BEGIN AVAILABLE DATA
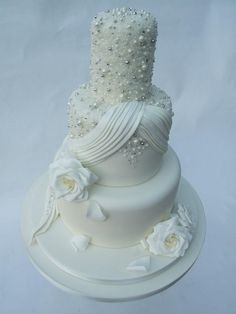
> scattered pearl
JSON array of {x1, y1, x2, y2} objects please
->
[{"x1": 139, "y1": 35, "x2": 144, "y2": 41}]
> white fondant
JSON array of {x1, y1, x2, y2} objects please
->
[
  {"x1": 58, "y1": 147, "x2": 181, "y2": 248},
  {"x1": 49, "y1": 157, "x2": 98, "y2": 202},
  {"x1": 71, "y1": 235, "x2": 91, "y2": 251},
  {"x1": 126, "y1": 256, "x2": 151, "y2": 272},
  {"x1": 146, "y1": 216, "x2": 192, "y2": 258},
  {"x1": 31, "y1": 188, "x2": 59, "y2": 244},
  {"x1": 86, "y1": 200, "x2": 107, "y2": 221}
]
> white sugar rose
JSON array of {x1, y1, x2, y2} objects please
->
[
  {"x1": 49, "y1": 157, "x2": 98, "y2": 202},
  {"x1": 146, "y1": 216, "x2": 192, "y2": 258}
]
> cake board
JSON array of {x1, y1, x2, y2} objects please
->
[{"x1": 21, "y1": 174, "x2": 206, "y2": 302}]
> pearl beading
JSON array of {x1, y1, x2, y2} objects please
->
[
  {"x1": 45, "y1": 189, "x2": 55, "y2": 216},
  {"x1": 119, "y1": 133, "x2": 149, "y2": 166},
  {"x1": 67, "y1": 85, "x2": 173, "y2": 139},
  {"x1": 89, "y1": 7, "x2": 158, "y2": 105},
  {"x1": 67, "y1": 84, "x2": 108, "y2": 138}
]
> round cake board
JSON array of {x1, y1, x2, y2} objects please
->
[{"x1": 21, "y1": 174, "x2": 206, "y2": 302}]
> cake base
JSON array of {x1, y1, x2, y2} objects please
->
[{"x1": 21, "y1": 174, "x2": 206, "y2": 302}]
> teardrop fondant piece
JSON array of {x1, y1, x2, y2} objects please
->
[{"x1": 86, "y1": 200, "x2": 107, "y2": 221}]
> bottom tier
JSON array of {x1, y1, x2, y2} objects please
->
[
  {"x1": 22, "y1": 174, "x2": 205, "y2": 300},
  {"x1": 58, "y1": 147, "x2": 181, "y2": 248}
]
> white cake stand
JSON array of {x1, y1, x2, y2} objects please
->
[{"x1": 21, "y1": 174, "x2": 206, "y2": 302}]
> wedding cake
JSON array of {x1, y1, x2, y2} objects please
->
[{"x1": 28, "y1": 8, "x2": 197, "y2": 277}]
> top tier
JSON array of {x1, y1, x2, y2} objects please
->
[{"x1": 89, "y1": 8, "x2": 158, "y2": 105}]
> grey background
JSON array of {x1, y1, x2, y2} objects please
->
[{"x1": 1, "y1": 0, "x2": 236, "y2": 313}]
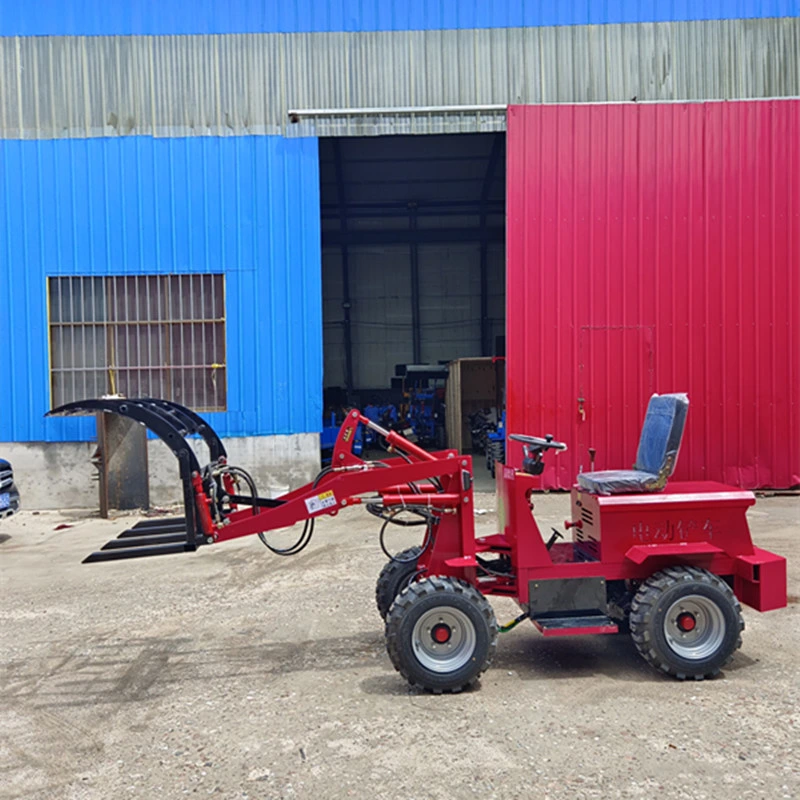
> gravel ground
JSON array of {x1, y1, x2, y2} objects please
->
[{"x1": 1, "y1": 492, "x2": 798, "y2": 800}]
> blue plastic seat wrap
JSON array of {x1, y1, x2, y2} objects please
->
[{"x1": 577, "y1": 393, "x2": 689, "y2": 495}]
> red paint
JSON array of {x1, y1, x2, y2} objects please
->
[
  {"x1": 625, "y1": 543, "x2": 725, "y2": 565},
  {"x1": 677, "y1": 613, "x2": 696, "y2": 632},
  {"x1": 533, "y1": 621, "x2": 619, "y2": 637},
  {"x1": 432, "y1": 625, "x2": 451, "y2": 643},
  {"x1": 212, "y1": 416, "x2": 784, "y2": 616},
  {"x1": 191, "y1": 472, "x2": 214, "y2": 537},
  {"x1": 76, "y1": 402, "x2": 787, "y2": 653},
  {"x1": 572, "y1": 481, "x2": 757, "y2": 566},
  {"x1": 734, "y1": 547, "x2": 787, "y2": 612},
  {"x1": 506, "y1": 100, "x2": 800, "y2": 489}
]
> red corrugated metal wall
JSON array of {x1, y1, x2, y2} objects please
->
[{"x1": 506, "y1": 100, "x2": 800, "y2": 490}]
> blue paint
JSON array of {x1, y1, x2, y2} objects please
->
[
  {"x1": 0, "y1": 136, "x2": 323, "y2": 442},
  {"x1": 0, "y1": 0, "x2": 795, "y2": 36}
]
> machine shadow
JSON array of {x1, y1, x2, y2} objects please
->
[
  {"x1": 495, "y1": 632, "x2": 759, "y2": 683},
  {"x1": 3, "y1": 630, "x2": 389, "y2": 710},
  {"x1": 360, "y1": 632, "x2": 660, "y2": 694},
  {"x1": 361, "y1": 630, "x2": 759, "y2": 695},
  {"x1": 493, "y1": 633, "x2": 661, "y2": 682},
  {"x1": 7, "y1": 627, "x2": 761, "y2": 710}
]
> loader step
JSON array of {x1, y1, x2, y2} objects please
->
[{"x1": 532, "y1": 614, "x2": 619, "y2": 637}]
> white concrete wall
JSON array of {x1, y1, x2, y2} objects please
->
[
  {"x1": 350, "y1": 245, "x2": 415, "y2": 389},
  {"x1": 322, "y1": 241, "x2": 506, "y2": 390},
  {"x1": 418, "y1": 243, "x2": 482, "y2": 362},
  {"x1": 0, "y1": 434, "x2": 321, "y2": 510},
  {"x1": 0, "y1": 441, "x2": 99, "y2": 509},
  {"x1": 322, "y1": 247, "x2": 346, "y2": 389}
]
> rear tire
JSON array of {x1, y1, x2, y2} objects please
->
[
  {"x1": 385, "y1": 576, "x2": 497, "y2": 693},
  {"x1": 375, "y1": 546, "x2": 421, "y2": 621},
  {"x1": 629, "y1": 566, "x2": 743, "y2": 680}
]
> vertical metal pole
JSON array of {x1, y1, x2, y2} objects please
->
[
  {"x1": 211, "y1": 274, "x2": 218, "y2": 407},
  {"x1": 179, "y1": 274, "x2": 186, "y2": 406},
  {"x1": 480, "y1": 210, "x2": 489, "y2": 357},
  {"x1": 480, "y1": 134, "x2": 504, "y2": 359},
  {"x1": 79, "y1": 276, "x2": 86, "y2": 401},
  {"x1": 332, "y1": 140, "x2": 354, "y2": 395},
  {"x1": 340, "y1": 247, "x2": 354, "y2": 394},
  {"x1": 146, "y1": 275, "x2": 152, "y2": 399},
  {"x1": 409, "y1": 203, "x2": 421, "y2": 365},
  {"x1": 189, "y1": 274, "x2": 197, "y2": 407},
  {"x1": 134, "y1": 275, "x2": 141, "y2": 397}
]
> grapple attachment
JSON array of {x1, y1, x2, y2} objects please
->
[{"x1": 47, "y1": 398, "x2": 230, "y2": 563}]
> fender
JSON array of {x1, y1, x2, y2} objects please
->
[{"x1": 624, "y1": 542, "x2": 725, "y2": 565}]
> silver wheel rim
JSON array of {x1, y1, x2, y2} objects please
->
[
  {"x1": 663, "y1": 594, "x2": 726, "y2": 660},
  {"x1": 412, "y1": 607, "x2": 477, "y2": 673}
]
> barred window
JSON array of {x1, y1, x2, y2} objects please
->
[{"x1": 48, "y1": 275, "x2": 227, "y2": 411}]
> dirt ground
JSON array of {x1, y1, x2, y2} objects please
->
[{"x1": 1, "y1": 492, "x2": 798, "y2": 800}]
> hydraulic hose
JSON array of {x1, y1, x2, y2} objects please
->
[{"x1": 257, "y1": 464, "x2": 335, "y2": 555}]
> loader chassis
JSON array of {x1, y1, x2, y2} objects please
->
[{"x1": 48, "y1": 400, "x2": 787, "y2": 692}]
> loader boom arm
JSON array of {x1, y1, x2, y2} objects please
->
[{"x1": 47, "y1": 402, "x2": 475, "y2": 565}]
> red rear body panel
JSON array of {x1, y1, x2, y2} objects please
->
[
  {"x1": 572, "y1": 482, "x2": 756, "y2": 564},
  {"x1": 487, "y1": 468, "x2": 787, "y2": 611}
]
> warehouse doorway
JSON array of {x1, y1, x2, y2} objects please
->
[{"x1": 319, "y1": 133, "x2": 506, "y2": 462}]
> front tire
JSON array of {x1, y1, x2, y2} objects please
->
[
  {"x1": 375, "y1": 546, "x2": 421, "y2": 621},
  {"x1": 629, "y1": 566, "x2": 744, "y2": 680},
  {"x1": 385, "y1": 576, "x2": 497, "y2": 693}
]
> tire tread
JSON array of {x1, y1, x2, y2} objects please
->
[
  {"x1": 629, "y1": 566, "x2": 743, "y2": 680},
  {"x1": 385, "y1": 576, "x2": 497, "y2": 693},
  {"x1": 375, "y1": 546, "x2": 422, "y2": 621}
]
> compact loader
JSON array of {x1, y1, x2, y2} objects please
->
[{"x1": 49, "y1": 394, "x2": 786, "y2": 692}]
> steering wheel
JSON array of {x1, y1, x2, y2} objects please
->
[{"x1": 509, "y1": 433, "x2": 568, "y2": 452}]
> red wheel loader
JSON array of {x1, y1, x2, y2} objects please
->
[{"x1": 48, "y1": 394, "x2": 787, "y2": 692}]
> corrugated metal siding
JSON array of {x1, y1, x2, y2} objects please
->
[
  {"x1": 2, "y1": 0, "x2": 796, "y2": 36},
  {"x1": 0, "y1": 135, "x2": 322, "y2": 442},
  {"x1": 1, "y1": 19, "x2": 798, "y2": 140},
  {"x1": 505, "y1": 100, "x2": 800, "y2": 489},
  {"x1": 322, "y1": 242, "x2": 505, "y2": 388}
]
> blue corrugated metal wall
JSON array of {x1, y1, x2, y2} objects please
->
[
  {"x1": 1, "y1": 0, "x2": 796, "y2": 35},
  {"x1": 0, "y1": 135, "x2": 322, "y2": 442},
  {"x1": 3, "y1": 5, "x2": 796, "y2": 449}
]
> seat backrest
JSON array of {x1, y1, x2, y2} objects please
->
[{"x1": 633, "y1": 393, "x2": 689, "y2": 478}]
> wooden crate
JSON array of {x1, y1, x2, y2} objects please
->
[{"x1": 445, "y1": 357, "x2": 504, "y2": 453}]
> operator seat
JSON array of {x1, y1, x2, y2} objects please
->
[{"x1": 577, "y1": 393, "x2": 689, "y2": 495}]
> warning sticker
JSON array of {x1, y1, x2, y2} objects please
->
[{"x1": 305, "y1": 490, "x2": 337, "y2": 515}]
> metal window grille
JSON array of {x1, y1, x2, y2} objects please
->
[{"x1": 48, "y1": 274, "x2": 227, "y2": 411}]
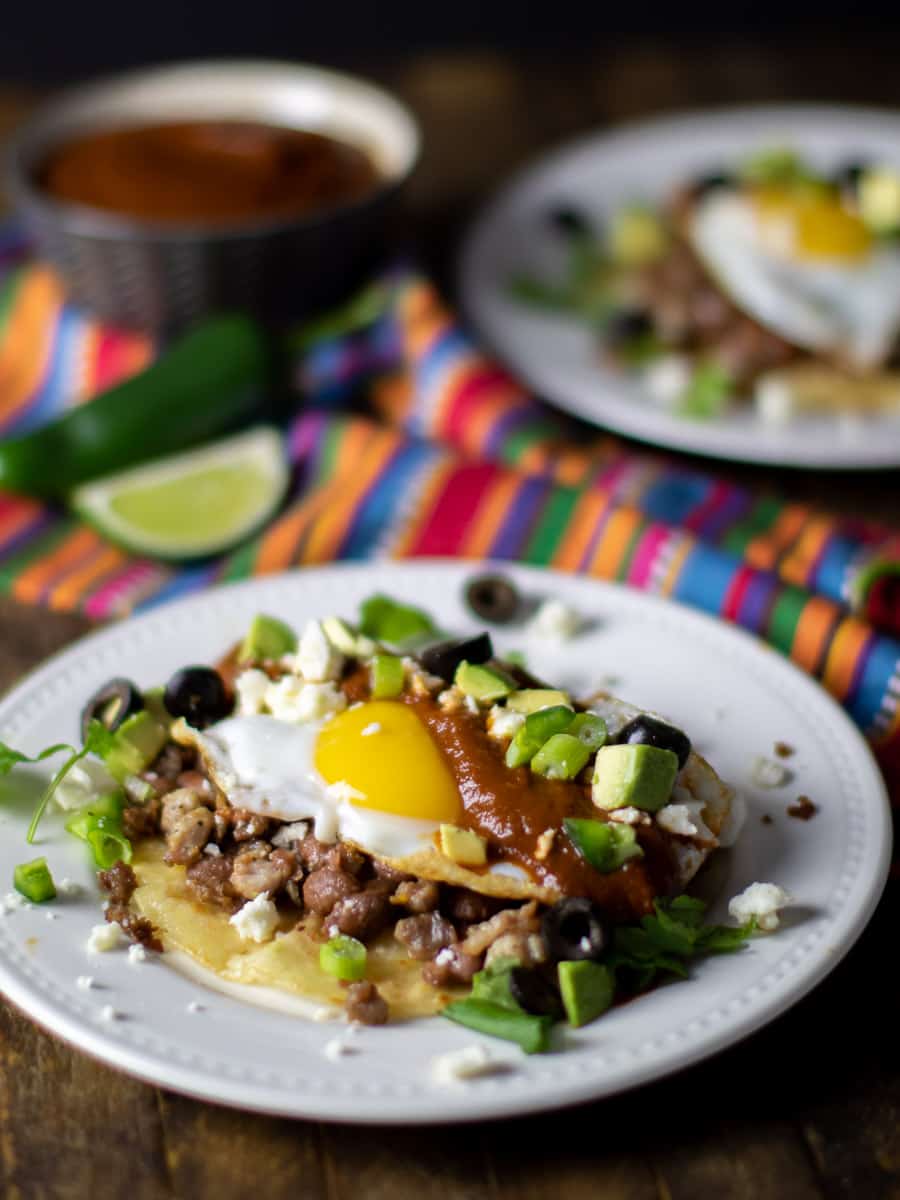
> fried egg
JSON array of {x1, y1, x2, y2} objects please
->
[
  {"x1": 688, "y1": 187, "x2": 900, "y2": 367},
  {"x1": 179, "y1": 701, "x2": 460, "y2": 860}
]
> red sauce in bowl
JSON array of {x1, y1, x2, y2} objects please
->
[{"x1": 38, "y1": 121, "x2": 382, "y2": 225}]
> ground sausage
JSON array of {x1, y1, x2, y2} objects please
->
[
  {"x1": 422, "y1": 945, "x2": 483, "y2": 988},
  {"x1": 121, "y1": 798, "x2": 161, "y2": 841},
  {"x1": 442, "y1": 887, "x2": 500, "y2": 925},
  {"x1": 485, "y1": 930, "x2": 546, "y2": 968},
  {"x1": 460, "y1": 901, "x2": 539, "y2": 957},
  {"x1": 344, "y1": 981, "x2": 388, "y2": 1025},
  {"x1": 175, "y1": 769, "x2": 216, "y2": 799},
  {"x1": 185, "y1": 854, "x2": 238, "y2": 910},
  {"x1": 152, "y1": 743, "x2": 185, "y2": 781},
  {"x1": 394, "y1": 912, "x2": 457, "y2": 960},
  {"x1": 97, "y1": 860, "x2": 138, "y2": 906},
  {"x1": 327, "y1": 888, "x2": 392, "y2": 942},
  {"x1": 230, "y1": 808, "x2": 271, "y2": 842},
  {"x1": 230, "y1": 847, "x2": 296, "y2": 900},
  {"x1": 302, "y1": 866, "x2": 360, "y2": 914},
  {"x1": 160, "y1": 788, "x2": 208, "y2": 834},
  {"x1": 370, "y1": 860, "x2": 413, "y2": 887},
  {"x1": 164, "y1": 807, "x2": 215, "y2": 866},
  {"x1": 391, "y1": 879, "x2": 440, "y2": 914}
]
END AVAILABLE DATA
Find the number of lines in the data above that contain "white". Please give that number alone.

4